SOURCE EXCERPT>

>> Begin

The delayed trains were mostly bound for Bihar and Uttar Pradesh and other Eastern India states. The 78 trains that that were a day or more late were mostly from Maharashtra (36) and Gujarat (17).

Written by Avishek G Dastidar , Karishma Mehrotra | New Delhi | Updated: May 31, 2020 6:59:32 am
Shramik trains, Shramik special trains, Shramik special trains delayed, Shramik special trains timings, Shramik special trains for migrants, migrant crisis, India lockdown, India news, Indian Express The sudden surge on the tracks and the lockdown challenge has upended schedules leading to delays across the network.

For lakhs of migrants, a seat on board a Shramik Special is a precious ticket to hope — and the promise of home. Every minute weighs heavy especially when the timetable is up in the air.

The sudden surge on the tracks and the lockdown challenge has upended schedules leading to delays across the network.

An analysis of records from several sources by The Indian Express shows that of the 3,740 Shramik trains that ran since May 1 — carrying 20 lakh passengers — about 40 per cent were recorded as late. The average delay worked out to about eight hours.

A total of 421 trains were delayed for 10 hours or more.

Around 10 per cent, or some 373, Shramik Specials were late by 10-24 hours. There were 78 trains delayed by a day or more.

There were 43 trains that were delayed by 30 hours or more and some added two days or more over and above their scheduled journey times.

The delayed trains were mostly bound for Bihar and Uttar Pradesh and other Eastern India states. The 78 trains that that were a day or more late were mostly from Maharashtra (36) and Gujarat (17).

READ | Ex-Railway tribunal chief: Can compensate kin of Shramik victim under ‘eggshell’ rule

A Shramik train from Madgaon in Goa to Jiribam in Manipur which started on May 21, took almost 50 hours beyond its scheduled 60.

>> End

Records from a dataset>
>> Begin

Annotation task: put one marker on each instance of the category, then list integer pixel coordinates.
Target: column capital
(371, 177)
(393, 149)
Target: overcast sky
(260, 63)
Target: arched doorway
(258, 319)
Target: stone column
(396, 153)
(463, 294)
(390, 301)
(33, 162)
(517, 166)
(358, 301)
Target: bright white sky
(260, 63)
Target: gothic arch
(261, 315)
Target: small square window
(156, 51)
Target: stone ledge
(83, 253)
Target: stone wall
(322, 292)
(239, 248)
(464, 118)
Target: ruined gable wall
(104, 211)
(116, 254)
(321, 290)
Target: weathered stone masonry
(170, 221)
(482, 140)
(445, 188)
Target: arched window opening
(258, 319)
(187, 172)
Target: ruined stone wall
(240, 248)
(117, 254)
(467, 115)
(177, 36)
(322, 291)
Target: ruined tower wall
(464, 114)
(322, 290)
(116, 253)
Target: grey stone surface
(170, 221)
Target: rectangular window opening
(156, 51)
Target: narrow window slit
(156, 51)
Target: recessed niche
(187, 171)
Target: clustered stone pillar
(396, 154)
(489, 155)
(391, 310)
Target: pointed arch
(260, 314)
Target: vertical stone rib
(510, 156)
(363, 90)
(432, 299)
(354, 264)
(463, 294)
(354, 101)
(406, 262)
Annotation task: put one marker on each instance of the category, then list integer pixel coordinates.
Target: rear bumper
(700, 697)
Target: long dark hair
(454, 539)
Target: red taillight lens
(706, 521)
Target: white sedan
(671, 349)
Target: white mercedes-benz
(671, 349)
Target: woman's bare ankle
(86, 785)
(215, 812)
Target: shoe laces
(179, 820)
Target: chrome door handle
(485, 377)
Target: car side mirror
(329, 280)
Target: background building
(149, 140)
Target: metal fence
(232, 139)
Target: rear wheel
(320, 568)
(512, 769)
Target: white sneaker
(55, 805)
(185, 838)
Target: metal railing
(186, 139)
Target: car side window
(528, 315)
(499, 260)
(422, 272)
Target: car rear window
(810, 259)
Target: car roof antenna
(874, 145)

>> End

AIM OF THE EXERCISE>
Write the next part of the article on delayed Shramik Special trains, picking up after its final sentence. The listing bears no relation to the article on delayed Shramik Special trains.

RESPONSE>
Key to the delays have been the sudden surge in track congestion, the lockdown-induced logistical challenge and flexible stops. There were cases where the super-cyclone Amphan also diverted routes.

Explaining the delays, P S Mishra, Railway Board Member Traffic, underlined how the capacity on a particular stretch of the network is fixed in terms of the number of trains it can carry over a 24-hour period.

“When all trains have to go to Uttar Pradesh and Bihar from Gujarat, Maharashtra, Kerala and Karnataka, the shortest route is via Bhusawal in Maharashtra to Manikpur in UP. But that route has a certain capacity spread over 24 hours. Now, if you have to run double the capacity and that too compressed in a, maybe, 10-hour slot, there will be congestion and delays,” Mishra told The Indian Express.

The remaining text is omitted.